### WHAT YOU ARE ASKED TO DO
Copy exactly, and only, the lines from the one with "target | white cloud" to the end of the listing; omit pictures.

### EXERCISE INPUT

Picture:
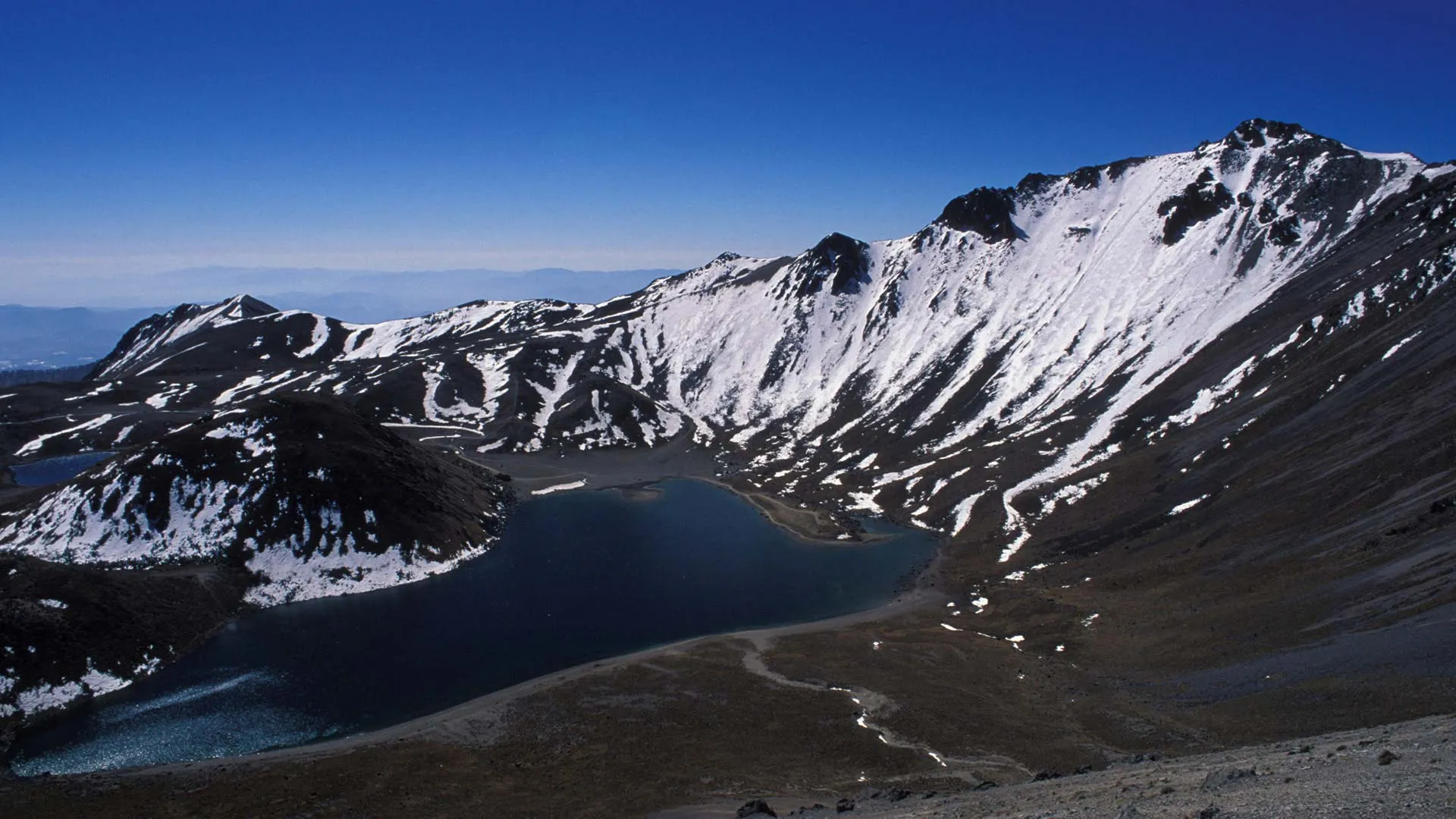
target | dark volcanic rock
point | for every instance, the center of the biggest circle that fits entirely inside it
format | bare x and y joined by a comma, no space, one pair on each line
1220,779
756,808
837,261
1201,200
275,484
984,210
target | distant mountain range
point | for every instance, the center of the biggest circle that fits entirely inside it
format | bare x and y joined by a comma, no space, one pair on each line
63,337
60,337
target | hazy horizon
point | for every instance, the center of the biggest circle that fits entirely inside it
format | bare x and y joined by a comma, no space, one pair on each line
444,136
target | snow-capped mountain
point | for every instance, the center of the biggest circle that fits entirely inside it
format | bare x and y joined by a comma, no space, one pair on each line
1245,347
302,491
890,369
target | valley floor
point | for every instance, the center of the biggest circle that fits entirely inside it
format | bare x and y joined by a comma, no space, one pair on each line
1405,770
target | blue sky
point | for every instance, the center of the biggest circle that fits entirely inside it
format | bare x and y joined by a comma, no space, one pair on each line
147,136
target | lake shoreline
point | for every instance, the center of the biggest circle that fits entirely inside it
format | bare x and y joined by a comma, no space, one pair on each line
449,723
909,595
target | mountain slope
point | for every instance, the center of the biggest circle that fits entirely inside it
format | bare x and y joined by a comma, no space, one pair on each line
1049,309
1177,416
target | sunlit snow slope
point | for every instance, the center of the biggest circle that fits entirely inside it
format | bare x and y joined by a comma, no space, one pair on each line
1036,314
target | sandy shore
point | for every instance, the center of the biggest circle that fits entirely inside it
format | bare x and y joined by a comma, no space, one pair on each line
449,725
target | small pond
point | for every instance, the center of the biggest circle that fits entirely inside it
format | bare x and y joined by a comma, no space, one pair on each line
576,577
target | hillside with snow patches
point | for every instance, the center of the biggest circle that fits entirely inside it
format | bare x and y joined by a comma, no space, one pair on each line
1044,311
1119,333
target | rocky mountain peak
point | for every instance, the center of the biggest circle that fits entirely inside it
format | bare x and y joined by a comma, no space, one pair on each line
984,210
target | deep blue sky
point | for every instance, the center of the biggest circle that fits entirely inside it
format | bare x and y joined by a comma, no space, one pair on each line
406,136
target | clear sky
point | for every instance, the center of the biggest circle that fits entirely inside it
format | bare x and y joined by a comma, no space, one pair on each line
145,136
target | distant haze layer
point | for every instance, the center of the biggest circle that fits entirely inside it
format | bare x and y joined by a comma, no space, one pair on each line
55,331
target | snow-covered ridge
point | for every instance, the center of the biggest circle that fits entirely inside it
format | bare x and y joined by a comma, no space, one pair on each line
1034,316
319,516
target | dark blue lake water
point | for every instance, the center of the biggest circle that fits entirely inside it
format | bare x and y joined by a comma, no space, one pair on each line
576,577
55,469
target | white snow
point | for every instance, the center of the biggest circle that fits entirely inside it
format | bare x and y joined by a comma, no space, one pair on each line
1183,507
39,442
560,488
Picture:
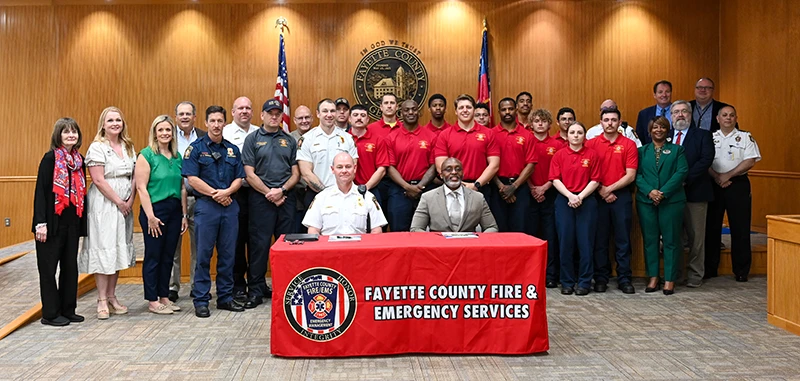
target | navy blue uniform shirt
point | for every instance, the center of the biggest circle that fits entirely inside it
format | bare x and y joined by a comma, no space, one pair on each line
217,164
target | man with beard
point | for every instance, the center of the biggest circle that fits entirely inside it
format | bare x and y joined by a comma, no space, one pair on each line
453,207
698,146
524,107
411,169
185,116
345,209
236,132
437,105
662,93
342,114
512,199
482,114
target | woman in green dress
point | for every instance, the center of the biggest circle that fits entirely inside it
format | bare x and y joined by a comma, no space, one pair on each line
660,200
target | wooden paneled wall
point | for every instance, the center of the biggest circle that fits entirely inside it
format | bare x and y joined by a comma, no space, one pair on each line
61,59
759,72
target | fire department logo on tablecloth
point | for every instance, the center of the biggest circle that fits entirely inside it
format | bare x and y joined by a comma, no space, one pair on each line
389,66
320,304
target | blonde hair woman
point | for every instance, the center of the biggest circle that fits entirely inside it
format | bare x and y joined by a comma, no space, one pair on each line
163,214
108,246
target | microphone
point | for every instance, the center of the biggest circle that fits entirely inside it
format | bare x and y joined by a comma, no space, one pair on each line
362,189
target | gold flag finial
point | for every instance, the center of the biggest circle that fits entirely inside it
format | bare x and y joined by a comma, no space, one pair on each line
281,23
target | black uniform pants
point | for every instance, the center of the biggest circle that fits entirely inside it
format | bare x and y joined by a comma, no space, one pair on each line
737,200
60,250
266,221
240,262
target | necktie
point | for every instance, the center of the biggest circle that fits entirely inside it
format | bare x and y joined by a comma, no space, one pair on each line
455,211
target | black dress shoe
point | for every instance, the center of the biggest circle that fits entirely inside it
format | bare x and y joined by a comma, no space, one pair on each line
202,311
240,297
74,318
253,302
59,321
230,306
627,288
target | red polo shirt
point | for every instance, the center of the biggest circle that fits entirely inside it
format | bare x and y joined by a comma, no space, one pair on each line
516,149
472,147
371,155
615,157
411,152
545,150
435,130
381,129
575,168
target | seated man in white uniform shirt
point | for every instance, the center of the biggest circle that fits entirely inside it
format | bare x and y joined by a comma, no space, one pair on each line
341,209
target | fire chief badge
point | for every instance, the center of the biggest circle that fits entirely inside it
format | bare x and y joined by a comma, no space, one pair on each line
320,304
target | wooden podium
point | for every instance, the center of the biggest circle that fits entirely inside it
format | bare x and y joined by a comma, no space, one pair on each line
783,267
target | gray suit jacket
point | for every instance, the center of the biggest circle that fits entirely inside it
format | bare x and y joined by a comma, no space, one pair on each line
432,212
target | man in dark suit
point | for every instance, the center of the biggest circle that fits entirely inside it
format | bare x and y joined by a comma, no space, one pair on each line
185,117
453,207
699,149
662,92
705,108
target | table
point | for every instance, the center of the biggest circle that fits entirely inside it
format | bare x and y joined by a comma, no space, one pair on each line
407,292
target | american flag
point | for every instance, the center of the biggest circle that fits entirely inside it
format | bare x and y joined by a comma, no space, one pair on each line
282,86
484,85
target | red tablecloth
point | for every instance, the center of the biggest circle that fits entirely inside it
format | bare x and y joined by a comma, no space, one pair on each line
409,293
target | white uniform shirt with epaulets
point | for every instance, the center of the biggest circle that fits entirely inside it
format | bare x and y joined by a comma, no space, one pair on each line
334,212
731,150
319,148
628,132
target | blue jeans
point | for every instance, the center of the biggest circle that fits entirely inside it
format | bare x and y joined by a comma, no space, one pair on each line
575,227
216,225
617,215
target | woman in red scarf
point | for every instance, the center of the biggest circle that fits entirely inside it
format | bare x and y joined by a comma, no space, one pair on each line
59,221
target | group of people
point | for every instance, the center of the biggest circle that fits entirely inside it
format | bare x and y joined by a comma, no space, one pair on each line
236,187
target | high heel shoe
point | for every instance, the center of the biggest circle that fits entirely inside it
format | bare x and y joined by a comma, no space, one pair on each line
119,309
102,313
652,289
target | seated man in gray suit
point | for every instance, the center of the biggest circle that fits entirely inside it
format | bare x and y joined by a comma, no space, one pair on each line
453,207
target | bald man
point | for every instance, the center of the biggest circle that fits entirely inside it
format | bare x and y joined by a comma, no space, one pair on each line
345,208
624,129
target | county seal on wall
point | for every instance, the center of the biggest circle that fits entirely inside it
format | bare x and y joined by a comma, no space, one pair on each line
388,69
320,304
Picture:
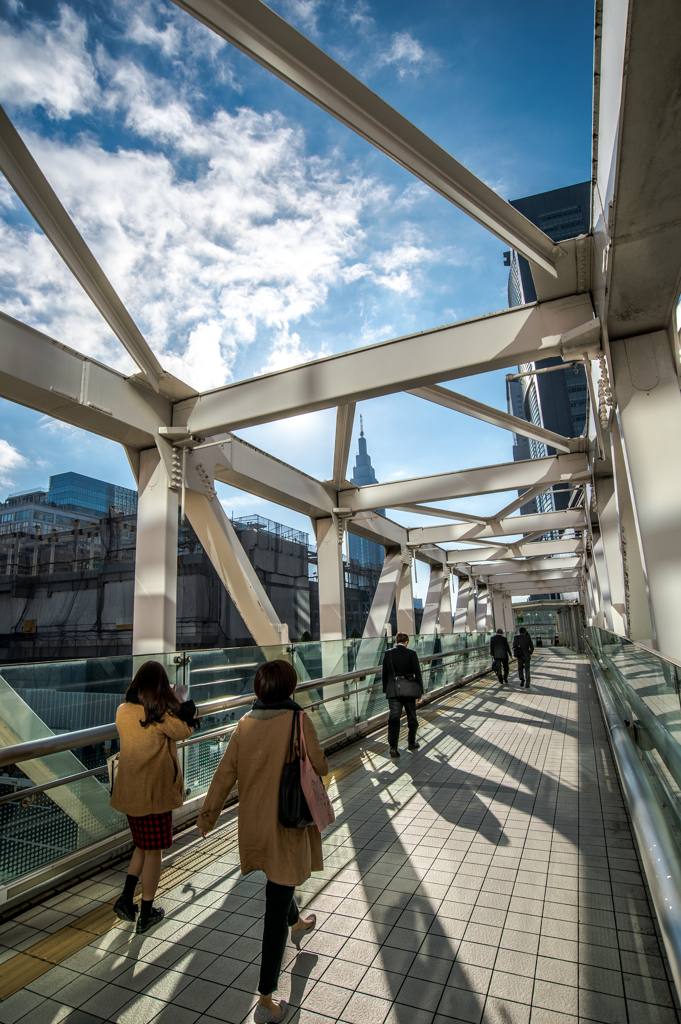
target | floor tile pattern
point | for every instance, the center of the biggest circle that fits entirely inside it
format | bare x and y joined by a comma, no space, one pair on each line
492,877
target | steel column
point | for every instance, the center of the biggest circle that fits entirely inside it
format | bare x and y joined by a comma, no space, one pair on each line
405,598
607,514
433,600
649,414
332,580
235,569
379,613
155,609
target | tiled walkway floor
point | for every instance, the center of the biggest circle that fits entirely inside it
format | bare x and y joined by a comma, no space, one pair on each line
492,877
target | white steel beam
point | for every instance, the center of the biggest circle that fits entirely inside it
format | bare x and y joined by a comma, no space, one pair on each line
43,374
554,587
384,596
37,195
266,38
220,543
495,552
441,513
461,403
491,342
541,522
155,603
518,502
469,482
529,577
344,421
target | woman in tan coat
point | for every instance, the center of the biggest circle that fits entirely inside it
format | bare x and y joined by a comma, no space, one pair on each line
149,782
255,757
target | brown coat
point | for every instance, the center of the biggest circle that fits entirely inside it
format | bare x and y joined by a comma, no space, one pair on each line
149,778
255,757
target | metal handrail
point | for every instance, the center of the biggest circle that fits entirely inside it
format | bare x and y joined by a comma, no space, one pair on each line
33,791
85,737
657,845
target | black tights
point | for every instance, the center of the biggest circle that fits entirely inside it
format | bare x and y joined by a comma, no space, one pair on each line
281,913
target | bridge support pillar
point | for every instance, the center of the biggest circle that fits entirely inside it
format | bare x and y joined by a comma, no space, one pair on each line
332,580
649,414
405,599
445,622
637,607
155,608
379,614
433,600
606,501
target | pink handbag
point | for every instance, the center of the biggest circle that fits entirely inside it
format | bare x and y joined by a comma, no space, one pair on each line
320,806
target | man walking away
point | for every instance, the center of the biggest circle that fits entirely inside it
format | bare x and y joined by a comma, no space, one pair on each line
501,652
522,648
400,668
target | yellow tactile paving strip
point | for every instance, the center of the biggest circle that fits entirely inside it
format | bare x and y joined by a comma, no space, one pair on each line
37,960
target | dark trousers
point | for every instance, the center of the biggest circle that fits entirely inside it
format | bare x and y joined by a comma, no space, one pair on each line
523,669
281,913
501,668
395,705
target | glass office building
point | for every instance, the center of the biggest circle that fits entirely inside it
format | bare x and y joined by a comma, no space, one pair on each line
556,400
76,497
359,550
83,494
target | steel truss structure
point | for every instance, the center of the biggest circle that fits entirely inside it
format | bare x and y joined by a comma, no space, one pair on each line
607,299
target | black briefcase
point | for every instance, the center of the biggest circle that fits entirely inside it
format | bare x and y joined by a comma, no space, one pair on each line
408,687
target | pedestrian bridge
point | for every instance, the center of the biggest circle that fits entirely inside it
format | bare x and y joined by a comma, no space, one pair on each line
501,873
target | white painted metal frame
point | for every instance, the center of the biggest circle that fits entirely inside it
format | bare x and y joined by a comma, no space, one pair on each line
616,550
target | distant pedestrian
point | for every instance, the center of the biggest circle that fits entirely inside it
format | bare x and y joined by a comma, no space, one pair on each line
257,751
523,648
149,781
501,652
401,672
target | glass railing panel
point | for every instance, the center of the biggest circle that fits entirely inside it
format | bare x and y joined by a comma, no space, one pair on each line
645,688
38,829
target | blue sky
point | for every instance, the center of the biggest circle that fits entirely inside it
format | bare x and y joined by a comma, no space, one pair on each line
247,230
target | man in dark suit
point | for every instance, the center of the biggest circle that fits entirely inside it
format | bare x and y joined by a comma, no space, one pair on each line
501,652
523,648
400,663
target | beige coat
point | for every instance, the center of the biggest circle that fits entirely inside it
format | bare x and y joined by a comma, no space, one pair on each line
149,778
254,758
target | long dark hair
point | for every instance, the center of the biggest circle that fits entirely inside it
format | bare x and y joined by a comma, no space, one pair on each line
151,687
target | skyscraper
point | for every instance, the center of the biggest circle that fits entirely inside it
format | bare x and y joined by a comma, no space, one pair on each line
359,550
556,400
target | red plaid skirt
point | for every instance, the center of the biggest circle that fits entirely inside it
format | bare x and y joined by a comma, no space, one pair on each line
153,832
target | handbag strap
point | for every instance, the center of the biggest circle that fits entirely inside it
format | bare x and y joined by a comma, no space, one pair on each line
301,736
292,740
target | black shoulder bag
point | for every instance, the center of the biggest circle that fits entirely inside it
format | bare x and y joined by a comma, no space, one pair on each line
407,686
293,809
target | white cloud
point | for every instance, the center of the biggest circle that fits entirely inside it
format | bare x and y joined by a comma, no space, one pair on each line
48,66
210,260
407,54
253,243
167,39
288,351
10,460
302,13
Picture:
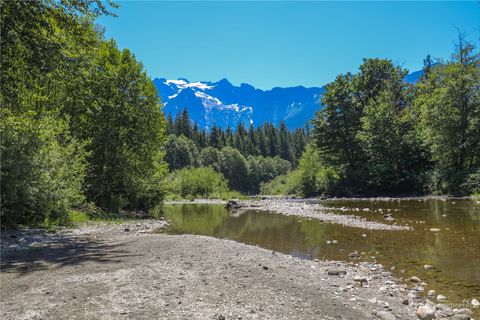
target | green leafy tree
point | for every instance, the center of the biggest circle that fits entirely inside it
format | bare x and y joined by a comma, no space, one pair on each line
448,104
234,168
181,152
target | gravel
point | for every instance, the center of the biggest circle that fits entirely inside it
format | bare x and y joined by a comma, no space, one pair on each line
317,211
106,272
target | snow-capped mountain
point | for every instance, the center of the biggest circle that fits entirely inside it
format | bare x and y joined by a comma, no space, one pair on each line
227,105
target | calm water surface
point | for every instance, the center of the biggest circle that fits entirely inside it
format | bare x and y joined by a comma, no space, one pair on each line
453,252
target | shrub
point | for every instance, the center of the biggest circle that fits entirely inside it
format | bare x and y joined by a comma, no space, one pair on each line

### OUTPUT BELOW
target | white cloud
point | for every instance, the center of the biggest circle that fits entirely inside it
format | bare x and y joined by a comma, no space, one pair on each line
48,66
210,260
407,54
253,243
167,39
288,351
10,460
302,13
Picture:
target | green leafy tree
point | for every instance, the center of the biggest circle that fits entirely inside it
format | bare x and y joined by a comma, no space, one pair on each line
448,104
234,168
181,152
target | gravel
point | for every instance, the center of the biggest circle that fits entirely inside it
format | bare x and y joined by a comma, no space, one pair on each line
317,211
106,272
target | snow-capped mountain
point | for every instance, the center of the biggest circle that fits entirely inside it
format | bare x and y joined by a comma, no space, one pair on each line
227,105
target | calm water surface
point | for every instance, the center of the biggest circle that fits entirely inside it
format | bare x and y joined by a comma, no space, one pair on each line
453,252
target | shrub
point | for every instance, the center of the biggest circle that fits entirely inside it
format | bare x and y joined by a comma, no space, one pair on each line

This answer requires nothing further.